— WHAT IS REQUIRED —
From the items below, reproduce word for word the lines starting with the one containing "Note: for every instance of the asphalt" and stopping after the one containing "[[84, 631]]".

— EXCERPTED RECORDS —
• • • • • • •
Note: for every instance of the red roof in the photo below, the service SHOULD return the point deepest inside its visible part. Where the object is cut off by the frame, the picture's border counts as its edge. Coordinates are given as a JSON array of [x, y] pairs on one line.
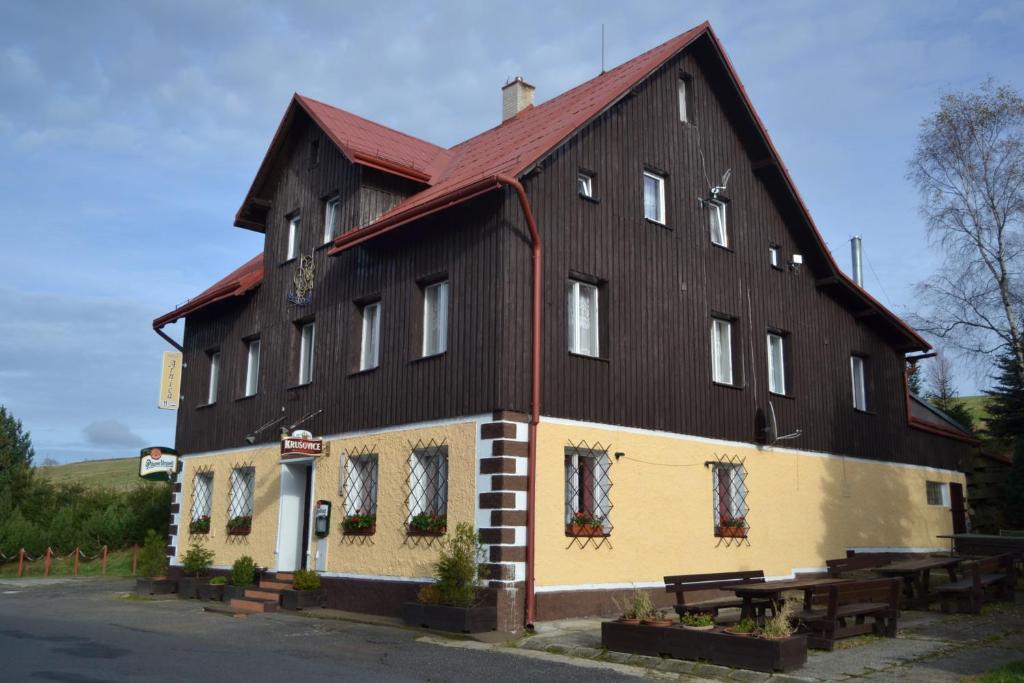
[[240, 282]]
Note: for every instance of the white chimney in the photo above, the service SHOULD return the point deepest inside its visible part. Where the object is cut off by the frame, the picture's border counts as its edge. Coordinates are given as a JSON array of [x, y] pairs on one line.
[[516, 95]]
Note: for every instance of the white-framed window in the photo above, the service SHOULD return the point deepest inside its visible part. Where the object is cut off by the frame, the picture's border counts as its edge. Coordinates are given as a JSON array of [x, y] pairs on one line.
[[653, 197], [583, 318], [721, 350], [359, 487], [428, 482], [294, 223], [435, 318], [587, 489], [202, 496], [585, 184], [729, 493], [776, 363], [857, 382], [937, 493], [717, 222], [307, 342], [214, 377], [370, 343], [252, 367], [332, 215], [684, 114], [243, 486]]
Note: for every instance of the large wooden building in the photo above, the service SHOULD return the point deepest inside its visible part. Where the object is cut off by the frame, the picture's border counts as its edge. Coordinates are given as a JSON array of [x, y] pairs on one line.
[[576, 331]]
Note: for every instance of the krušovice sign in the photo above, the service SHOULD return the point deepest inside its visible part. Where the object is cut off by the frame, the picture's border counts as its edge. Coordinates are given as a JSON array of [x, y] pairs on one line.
[[294, 446], [158, 464], [170, 381]]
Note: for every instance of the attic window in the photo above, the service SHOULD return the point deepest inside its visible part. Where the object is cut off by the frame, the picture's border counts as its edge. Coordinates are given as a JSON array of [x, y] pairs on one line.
[[313, 153]]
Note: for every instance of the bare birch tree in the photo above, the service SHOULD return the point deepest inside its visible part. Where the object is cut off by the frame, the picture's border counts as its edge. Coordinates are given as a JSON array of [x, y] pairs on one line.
[[969, 169]]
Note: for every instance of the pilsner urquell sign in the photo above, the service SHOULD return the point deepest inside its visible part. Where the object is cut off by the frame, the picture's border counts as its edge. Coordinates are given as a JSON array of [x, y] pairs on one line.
[[158, 463]]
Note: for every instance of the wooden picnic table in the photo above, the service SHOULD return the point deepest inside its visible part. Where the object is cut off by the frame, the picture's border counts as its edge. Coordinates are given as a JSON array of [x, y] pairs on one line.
[[916, 578], [773, 590]]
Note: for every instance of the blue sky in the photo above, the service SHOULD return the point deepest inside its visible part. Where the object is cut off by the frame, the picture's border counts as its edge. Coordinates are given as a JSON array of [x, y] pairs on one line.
[[130, 131]]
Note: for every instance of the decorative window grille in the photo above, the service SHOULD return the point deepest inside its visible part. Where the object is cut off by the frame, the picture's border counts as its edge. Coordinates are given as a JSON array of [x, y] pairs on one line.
[[729, 499], [583, 318], [243, 486], [358, 486], [588, 486], [202, 499], [428, 487]]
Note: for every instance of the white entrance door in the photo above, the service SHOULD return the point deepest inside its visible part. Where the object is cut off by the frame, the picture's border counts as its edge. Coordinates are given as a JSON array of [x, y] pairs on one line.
[[290, 519]]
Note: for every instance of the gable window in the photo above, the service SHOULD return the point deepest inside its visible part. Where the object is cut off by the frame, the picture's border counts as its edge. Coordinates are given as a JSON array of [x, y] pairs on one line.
[[293, 237], [307, 339], [428, 491], [240, 502], [684, 105], [587, 487], [252, 367], [359, 488], [331, 217], [435, 318], [370, 344], [653, 197], [585, 184], [721, 350], [717, 222], [857, 365], [729, 495], [937, 493], [776, 363], [583, 318], [202, 503], [211, 396]]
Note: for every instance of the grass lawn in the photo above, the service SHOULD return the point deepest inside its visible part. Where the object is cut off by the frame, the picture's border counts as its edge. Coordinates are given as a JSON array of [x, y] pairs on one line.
[[118, 564], [1012, 673], [119, 473]]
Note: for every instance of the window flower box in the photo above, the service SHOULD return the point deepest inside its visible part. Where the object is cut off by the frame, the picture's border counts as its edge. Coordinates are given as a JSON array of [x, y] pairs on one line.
[[358, 524], [426, 523], [240, 525]]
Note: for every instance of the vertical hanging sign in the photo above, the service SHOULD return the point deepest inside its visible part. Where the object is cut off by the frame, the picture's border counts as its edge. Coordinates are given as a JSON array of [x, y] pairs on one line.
[[170, 381]]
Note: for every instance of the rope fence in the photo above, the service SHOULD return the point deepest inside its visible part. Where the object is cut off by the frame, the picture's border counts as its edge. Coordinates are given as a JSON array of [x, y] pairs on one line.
[[24, 558]]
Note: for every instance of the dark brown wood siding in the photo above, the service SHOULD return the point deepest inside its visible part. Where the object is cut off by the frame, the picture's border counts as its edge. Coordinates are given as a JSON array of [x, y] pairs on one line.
[[662, 286], [463, 245]]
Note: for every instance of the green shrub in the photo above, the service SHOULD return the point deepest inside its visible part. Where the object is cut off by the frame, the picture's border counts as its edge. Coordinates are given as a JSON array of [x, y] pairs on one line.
[[458, 570], [152, 558], [198, 559], [306, 580], [244, 571]]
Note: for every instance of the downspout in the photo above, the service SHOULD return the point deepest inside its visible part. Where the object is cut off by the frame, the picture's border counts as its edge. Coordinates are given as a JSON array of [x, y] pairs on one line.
[[535, 397]]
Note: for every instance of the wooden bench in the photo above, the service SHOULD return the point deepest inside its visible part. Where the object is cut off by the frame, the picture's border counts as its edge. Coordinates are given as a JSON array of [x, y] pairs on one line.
[[683, 584], [841, 610], [968, 594]]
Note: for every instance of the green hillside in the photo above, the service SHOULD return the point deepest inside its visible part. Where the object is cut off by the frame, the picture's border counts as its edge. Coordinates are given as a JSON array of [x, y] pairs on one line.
[[119, 473]]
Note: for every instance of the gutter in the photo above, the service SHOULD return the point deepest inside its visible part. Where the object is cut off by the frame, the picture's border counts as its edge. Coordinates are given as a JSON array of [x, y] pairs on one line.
[[487, 184]]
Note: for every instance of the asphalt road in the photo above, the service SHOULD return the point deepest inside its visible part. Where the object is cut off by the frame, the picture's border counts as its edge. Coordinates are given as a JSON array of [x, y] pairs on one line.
[[84, 631]]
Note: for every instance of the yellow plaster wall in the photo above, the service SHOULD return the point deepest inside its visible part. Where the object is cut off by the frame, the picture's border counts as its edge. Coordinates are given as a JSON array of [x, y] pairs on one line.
[[261, 542], [389, 551], [803, 509]]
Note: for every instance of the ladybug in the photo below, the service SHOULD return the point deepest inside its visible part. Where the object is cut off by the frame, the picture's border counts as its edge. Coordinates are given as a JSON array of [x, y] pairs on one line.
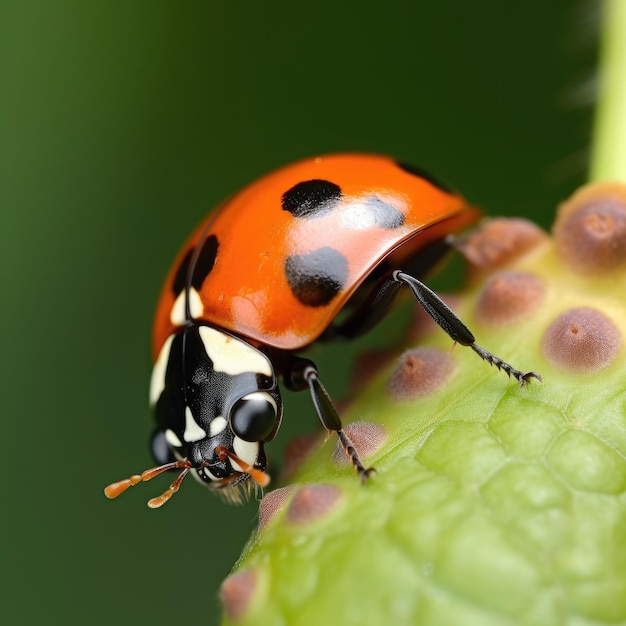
[[264, 276]]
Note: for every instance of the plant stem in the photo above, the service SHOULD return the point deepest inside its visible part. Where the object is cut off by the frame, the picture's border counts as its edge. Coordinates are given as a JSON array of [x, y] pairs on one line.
[[608, 159]]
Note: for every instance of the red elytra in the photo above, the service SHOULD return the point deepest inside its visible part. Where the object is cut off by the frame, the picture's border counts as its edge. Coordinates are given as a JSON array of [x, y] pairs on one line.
[[246, 291]]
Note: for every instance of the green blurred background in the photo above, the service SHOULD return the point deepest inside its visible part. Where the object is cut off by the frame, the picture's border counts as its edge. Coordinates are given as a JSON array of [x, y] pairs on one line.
[[121, 124]]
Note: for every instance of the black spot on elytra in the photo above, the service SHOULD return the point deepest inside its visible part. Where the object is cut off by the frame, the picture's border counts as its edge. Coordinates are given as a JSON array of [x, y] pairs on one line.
[[427, 176], [311, 198], [204, 264], [180, 278], [382, 214], [317, 277]]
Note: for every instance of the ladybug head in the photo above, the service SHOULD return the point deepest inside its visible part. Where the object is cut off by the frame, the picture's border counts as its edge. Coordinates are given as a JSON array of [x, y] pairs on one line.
[[216, 402]]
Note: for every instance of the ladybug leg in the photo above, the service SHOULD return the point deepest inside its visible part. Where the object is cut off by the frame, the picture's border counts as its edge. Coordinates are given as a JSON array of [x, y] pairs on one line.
[[455, 328], [303, 375], [376, 305]]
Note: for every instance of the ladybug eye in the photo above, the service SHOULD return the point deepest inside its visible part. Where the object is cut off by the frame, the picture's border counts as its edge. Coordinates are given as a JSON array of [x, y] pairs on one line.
[[254, 417]]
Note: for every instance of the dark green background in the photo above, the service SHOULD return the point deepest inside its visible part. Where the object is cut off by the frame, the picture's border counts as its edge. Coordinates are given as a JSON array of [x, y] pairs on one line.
[[121, 124]]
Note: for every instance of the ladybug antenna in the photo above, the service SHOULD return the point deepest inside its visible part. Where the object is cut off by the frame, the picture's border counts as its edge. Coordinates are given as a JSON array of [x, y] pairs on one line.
[[115, 489], [261, 478]]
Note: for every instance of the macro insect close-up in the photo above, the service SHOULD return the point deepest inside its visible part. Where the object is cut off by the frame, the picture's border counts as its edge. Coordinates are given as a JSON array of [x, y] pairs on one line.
[[264, 276]]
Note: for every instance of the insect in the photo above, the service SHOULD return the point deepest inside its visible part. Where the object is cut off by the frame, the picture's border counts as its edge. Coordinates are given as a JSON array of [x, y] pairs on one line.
[[264, 276]]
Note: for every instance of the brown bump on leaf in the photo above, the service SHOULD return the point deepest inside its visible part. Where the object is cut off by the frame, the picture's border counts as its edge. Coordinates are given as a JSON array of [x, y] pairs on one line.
[[311, 502], [499, 241], [237, 591], [590, 229], [271, 504], [581, 340], [420, 372], [367, 438], [508, 297], [297, 451]]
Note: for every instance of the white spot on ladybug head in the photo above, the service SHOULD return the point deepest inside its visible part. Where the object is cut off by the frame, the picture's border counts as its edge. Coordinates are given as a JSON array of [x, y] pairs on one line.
[[178, 315], [157, 382], [207, 473], [218, 424], [193, 431], [233, 356], [247, 451], [172, 438]]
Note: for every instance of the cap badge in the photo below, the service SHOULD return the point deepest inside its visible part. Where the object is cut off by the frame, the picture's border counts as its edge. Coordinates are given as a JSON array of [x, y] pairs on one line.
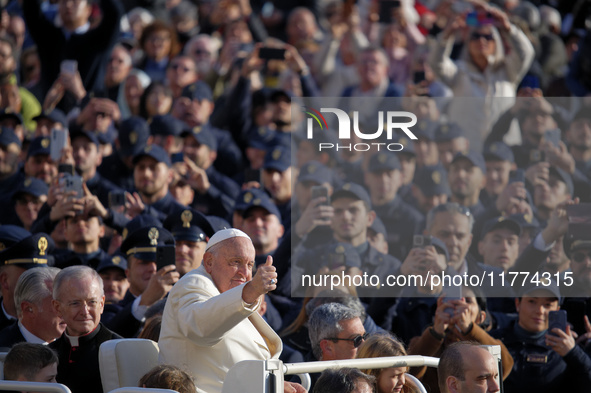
• • • • • • •
— EXERCISE OUTPUT —
Note: for every instance of the asphalt road in the photo above, the service SHOULD return the point deepest inside its visible part. Where the object is cut off by the frame, the picture's border counts as its edge. Coordinates are given as a JSON array of [x, y] pairs on one line.
[[84, 631]]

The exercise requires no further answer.